## SET EXERCISE 1
Reproduce the forum post below about connecting blues licks with runs in full, word for word.

## DOCUMENT EXCERPT
⁂

Posted: Apr 28, 2016 6:25 pm
by John Platko
As I was "composing" the song I discussed in my last comment I became aware that something important was missing. A blues lead isn't just lick, lick, lick, :nono: no matter how good the licks may be it gets to be a bit too much if you don't break them up from time to time by contrasting them with some other tickling of notes up and down the length of the neck. Playing scales or arpeggios to connect licks is often used to do this. They can be especially effective if licks are separated by some distance on the fretboard. In that case, a scale can be used to connect the last note of one lick to the first note of the next lick. So I decided I needed a way to tell lickmaker to connect two licks in a song with an appropriate scale or arpeggio. These are often called "runs".

There are several problems that need to be solved to do this.

1) You need to find the notes of a given scale that are between the notes you are trying to connect with the scale.

2) You don't want to only be able to use those notes in the natural order they fall between the scale- that tends to sound too much like you're just playing a scale - so different patterns of playing notes, in different order, sometimes repeating a note are needed.

3) You need to be able to expand or contract the set of notes selected so you end up with an appropriate number of notes for the amount of time you want them to play in- for now, I'm talking one bar worth of notes.

⁂

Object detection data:
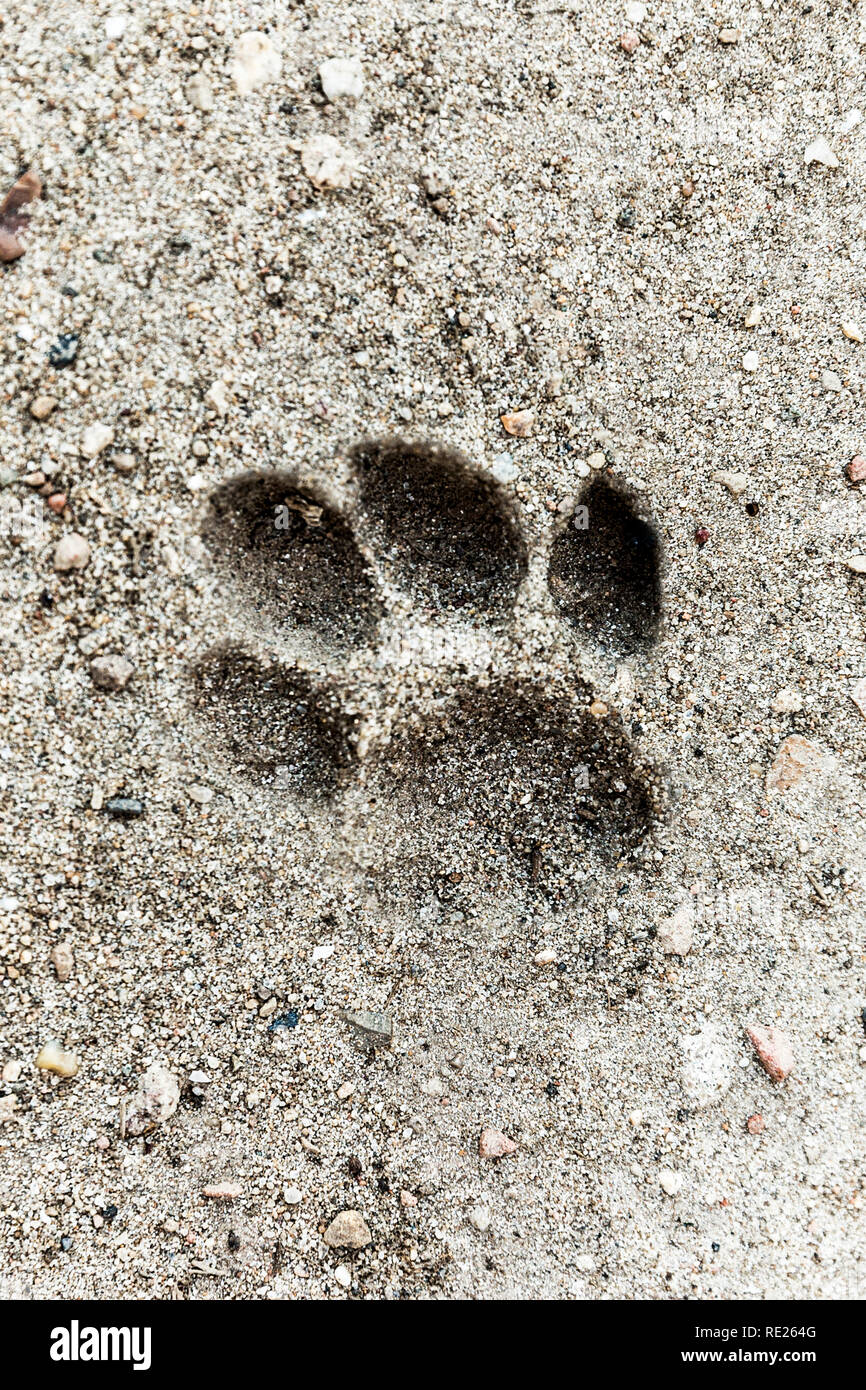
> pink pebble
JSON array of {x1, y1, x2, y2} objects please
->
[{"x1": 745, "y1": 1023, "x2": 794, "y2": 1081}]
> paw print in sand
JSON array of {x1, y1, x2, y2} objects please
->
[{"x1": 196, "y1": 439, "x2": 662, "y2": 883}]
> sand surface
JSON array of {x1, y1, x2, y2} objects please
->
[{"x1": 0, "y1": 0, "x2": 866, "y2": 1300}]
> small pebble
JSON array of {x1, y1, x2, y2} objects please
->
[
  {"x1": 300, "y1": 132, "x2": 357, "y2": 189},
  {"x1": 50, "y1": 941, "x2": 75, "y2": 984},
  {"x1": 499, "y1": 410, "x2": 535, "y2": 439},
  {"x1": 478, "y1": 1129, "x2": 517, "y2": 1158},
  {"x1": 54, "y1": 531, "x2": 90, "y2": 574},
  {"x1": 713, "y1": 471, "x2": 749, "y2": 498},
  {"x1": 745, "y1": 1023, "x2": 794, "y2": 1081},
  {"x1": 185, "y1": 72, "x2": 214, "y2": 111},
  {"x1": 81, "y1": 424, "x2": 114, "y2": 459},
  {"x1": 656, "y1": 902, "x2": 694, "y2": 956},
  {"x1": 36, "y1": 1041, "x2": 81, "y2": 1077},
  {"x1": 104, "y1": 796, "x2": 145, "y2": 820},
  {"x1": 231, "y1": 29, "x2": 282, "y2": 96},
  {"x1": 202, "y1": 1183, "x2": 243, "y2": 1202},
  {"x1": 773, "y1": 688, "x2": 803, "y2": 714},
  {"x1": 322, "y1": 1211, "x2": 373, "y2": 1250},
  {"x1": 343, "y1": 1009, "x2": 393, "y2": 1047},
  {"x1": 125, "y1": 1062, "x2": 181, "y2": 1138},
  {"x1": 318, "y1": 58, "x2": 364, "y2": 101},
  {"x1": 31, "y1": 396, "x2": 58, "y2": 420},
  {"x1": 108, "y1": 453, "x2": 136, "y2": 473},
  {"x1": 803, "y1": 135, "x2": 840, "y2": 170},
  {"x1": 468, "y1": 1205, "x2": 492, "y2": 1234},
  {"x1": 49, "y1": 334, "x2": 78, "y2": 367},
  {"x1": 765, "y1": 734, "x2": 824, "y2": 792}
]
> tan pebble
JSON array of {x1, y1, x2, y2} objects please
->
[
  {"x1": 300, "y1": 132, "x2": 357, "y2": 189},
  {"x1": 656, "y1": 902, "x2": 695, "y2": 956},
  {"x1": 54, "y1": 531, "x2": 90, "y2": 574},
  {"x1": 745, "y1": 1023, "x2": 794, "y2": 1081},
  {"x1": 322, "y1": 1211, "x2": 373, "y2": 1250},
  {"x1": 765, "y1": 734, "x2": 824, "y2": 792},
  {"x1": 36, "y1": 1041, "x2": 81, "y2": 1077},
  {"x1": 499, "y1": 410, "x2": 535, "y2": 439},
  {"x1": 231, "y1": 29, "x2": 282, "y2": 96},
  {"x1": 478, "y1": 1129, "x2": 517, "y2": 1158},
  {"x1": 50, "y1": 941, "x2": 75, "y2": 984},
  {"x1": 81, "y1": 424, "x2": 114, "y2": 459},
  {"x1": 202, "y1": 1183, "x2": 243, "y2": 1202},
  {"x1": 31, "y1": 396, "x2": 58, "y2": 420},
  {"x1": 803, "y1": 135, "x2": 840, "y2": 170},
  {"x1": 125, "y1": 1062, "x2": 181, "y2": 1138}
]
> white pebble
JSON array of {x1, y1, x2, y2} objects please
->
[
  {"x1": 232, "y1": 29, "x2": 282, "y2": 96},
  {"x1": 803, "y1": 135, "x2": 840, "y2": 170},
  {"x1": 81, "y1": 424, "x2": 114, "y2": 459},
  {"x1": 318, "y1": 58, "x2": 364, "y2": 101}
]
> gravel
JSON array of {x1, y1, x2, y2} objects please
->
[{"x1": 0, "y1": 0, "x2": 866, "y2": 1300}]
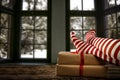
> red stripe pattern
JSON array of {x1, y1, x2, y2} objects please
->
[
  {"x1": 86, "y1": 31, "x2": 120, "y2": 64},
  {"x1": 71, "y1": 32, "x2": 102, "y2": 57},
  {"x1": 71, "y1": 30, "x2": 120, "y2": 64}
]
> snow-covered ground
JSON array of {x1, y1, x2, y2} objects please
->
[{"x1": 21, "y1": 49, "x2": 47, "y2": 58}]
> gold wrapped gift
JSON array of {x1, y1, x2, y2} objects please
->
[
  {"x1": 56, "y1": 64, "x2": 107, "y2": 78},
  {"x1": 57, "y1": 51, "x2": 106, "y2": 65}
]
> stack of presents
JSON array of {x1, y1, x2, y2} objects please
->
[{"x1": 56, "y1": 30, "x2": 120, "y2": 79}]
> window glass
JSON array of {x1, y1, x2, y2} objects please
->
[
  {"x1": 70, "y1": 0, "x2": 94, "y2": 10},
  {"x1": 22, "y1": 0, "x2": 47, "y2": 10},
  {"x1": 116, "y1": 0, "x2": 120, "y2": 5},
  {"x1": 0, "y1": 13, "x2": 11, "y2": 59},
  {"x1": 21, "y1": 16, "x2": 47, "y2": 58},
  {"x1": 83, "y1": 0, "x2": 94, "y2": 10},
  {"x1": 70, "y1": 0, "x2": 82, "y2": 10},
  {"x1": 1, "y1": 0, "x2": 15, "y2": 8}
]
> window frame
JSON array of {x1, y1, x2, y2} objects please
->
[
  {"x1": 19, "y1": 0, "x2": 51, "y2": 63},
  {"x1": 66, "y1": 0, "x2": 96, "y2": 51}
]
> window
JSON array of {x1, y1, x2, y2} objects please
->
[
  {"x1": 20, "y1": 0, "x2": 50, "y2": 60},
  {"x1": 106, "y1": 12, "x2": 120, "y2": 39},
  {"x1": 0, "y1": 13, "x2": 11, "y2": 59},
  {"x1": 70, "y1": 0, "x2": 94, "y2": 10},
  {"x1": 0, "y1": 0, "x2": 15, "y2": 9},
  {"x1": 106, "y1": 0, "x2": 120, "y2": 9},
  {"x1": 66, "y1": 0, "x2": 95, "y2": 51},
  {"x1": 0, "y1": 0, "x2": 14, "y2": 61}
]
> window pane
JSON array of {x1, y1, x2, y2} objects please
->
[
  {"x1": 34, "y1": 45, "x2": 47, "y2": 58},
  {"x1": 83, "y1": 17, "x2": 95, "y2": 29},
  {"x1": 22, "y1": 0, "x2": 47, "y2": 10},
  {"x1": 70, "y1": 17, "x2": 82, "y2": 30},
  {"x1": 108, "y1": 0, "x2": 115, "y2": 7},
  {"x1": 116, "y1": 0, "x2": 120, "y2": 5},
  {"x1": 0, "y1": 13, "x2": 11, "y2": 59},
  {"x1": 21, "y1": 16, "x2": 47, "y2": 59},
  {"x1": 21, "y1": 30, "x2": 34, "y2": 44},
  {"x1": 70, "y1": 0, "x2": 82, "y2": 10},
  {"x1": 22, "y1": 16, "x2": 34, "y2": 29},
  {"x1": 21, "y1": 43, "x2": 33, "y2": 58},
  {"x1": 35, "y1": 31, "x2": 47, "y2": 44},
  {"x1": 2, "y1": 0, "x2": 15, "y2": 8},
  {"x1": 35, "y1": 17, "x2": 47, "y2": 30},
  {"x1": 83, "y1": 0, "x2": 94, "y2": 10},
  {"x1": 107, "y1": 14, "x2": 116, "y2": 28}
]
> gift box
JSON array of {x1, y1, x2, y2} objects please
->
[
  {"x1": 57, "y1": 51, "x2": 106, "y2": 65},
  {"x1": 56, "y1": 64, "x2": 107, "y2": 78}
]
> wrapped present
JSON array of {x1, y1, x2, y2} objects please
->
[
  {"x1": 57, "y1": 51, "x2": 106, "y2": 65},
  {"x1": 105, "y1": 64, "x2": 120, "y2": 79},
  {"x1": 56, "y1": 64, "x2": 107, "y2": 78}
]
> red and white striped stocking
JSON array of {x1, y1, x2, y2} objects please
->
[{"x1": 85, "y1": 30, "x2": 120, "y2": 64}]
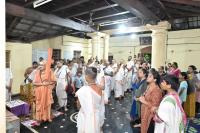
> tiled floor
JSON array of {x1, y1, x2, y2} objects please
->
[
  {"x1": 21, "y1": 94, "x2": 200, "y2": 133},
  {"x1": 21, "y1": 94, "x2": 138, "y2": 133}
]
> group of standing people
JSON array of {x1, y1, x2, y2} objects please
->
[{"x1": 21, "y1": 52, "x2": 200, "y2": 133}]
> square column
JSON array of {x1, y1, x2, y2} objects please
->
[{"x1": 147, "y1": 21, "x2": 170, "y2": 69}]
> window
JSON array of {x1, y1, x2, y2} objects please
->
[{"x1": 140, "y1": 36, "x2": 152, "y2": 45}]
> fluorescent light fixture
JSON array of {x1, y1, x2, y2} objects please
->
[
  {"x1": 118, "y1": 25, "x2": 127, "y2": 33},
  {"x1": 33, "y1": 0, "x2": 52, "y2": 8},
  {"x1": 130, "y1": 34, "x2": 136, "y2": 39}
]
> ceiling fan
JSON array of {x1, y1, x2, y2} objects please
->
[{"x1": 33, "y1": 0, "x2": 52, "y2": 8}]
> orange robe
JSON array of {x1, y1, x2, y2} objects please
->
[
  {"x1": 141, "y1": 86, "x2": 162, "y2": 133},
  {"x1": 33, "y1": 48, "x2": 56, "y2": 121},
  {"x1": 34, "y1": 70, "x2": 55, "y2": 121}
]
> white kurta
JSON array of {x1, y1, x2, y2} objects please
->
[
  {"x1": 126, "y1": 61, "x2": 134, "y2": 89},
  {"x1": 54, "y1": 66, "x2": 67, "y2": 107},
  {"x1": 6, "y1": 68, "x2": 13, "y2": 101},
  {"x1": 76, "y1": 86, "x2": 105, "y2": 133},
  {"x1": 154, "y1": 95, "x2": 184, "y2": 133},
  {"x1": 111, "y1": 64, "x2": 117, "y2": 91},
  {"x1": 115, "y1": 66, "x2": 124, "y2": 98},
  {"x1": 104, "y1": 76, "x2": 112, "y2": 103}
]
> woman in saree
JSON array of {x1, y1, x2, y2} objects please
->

⁂

## SET EXERCISE 2
Rewrite the lines of the listing above, from the line containing "woman in saree" through the end of the listing, as a Markdown table with the columns Row and Line, leaving out blank lines.

## TASK ANSWER 1
Posted: Apr 28, 2016 6:25 pm
by John Platko
As I was "composing" the song I discussed in my last comment I became aware that something important was missing. A blues lead isn't just lick, lick, lick, :nono: no matter how good the licks may be it gets to be a bit too much if you don't break them up from time to time by contrasting them with some other tickling of notes up and down the length of the neck. Playing scales or arpeggios to connect licks is often used to do this. They can be especially effective if licks are separated by some distance on the fretboard. In that case, a scale can be used to connect the last note of one lick to the first note of the next lick. So I decided I needed a way to tell lickmaker to connect two licks in a song with an appropriate scale or arpeggio. These are often called "runs".

There are several problems that need to be solved to do this.

1) You need to find the notes of a given scale that are between the notes you are trying to connect with the scale.

2) You don't want to only be able to use those notes in the natural order they fall between the scale- that tends to sound too much like you're just playing a scale - so different patterns of playing notes, in different order, sometimes repeating a note are needed.

3) You need to be able to expand or contract the set of notes selected so you end up with an appropriate number of notes for the amount of time you want them to play in- for now, I'm talking one bar worth of notes.

## TASK ANSWER 2
| Row | Line |
|---|---|
| 1 | > woman in saree |
| 2 | JSON array of {x1, y1, x2, y2} objects please |
| 3 | -> |